>> Start EXERCISE MATERIALS

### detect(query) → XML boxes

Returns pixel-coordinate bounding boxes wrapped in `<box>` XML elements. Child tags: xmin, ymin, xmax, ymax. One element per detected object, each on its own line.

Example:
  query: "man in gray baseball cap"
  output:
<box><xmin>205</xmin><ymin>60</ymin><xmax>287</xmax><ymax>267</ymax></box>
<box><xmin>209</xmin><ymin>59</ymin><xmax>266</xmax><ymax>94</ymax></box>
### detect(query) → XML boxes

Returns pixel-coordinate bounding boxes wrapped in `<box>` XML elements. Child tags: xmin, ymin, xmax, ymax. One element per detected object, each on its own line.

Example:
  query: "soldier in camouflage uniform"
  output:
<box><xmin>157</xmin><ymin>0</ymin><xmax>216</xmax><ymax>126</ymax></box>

>> End EXERCISE MATERIALS
>> Start EXERCISE MATERIALS

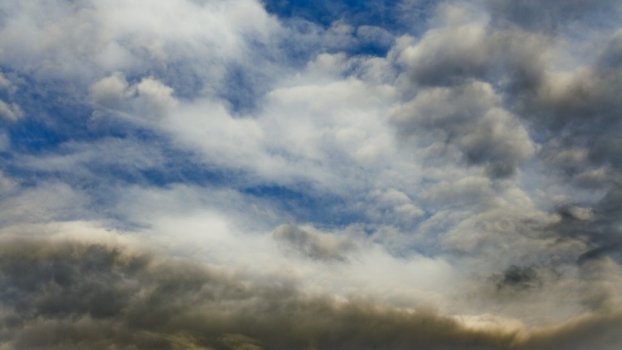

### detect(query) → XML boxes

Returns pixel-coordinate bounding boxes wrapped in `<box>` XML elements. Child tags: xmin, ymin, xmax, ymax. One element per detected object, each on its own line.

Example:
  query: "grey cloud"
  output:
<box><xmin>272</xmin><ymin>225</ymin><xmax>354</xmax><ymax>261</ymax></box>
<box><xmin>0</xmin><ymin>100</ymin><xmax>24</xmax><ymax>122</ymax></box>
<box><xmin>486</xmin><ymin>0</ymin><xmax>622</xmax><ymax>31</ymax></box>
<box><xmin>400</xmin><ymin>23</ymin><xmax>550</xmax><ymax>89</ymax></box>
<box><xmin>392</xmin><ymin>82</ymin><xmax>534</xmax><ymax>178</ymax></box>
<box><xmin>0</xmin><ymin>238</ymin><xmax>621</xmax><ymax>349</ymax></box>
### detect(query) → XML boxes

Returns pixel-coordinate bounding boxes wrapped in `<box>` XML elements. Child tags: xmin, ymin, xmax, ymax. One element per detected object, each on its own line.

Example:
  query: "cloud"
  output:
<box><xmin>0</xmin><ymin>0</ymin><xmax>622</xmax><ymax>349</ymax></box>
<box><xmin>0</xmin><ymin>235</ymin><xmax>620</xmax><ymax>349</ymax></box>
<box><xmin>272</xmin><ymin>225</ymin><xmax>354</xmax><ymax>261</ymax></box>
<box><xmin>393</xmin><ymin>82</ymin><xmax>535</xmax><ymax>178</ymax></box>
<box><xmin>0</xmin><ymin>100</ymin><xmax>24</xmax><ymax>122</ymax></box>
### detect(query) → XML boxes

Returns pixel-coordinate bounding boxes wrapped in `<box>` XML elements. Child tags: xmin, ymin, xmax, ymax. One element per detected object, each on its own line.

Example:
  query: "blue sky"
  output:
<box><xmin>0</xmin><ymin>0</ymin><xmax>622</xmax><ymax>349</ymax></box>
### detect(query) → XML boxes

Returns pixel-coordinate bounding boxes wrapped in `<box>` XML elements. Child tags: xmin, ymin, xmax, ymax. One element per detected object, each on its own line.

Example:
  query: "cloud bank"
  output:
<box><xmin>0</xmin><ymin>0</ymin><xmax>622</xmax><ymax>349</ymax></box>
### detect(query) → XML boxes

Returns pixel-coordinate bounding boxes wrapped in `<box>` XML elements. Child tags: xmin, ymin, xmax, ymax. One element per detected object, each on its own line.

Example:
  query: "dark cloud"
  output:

>> End EXERCISE MATERIALS
>> Start EXERCISE MATERIALS

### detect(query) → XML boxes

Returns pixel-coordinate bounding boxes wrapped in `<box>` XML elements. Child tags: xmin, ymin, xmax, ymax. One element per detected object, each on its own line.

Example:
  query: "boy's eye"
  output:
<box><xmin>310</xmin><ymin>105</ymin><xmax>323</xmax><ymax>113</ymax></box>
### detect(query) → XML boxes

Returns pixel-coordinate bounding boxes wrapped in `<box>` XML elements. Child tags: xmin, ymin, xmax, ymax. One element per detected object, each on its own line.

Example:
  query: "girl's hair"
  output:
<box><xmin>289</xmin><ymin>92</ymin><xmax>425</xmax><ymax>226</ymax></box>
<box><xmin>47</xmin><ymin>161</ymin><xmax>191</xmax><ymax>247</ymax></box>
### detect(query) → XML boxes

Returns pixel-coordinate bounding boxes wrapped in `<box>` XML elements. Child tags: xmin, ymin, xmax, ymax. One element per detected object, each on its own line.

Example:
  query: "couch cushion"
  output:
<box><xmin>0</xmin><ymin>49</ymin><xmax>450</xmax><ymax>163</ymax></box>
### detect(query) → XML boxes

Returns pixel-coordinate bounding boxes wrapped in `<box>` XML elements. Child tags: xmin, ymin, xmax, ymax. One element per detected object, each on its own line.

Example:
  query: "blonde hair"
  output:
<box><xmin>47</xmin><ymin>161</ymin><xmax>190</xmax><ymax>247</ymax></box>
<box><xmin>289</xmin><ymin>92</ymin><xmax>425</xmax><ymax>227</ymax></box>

>> End EXERCISE MATERIALS

Please list every line in the records above that contains the word "cloud", matching case exactly.

## FINISHED TASK
  query: "grey cloud"
  query: "cloud"
  query: "cloud bank"
  query: "dark cloud"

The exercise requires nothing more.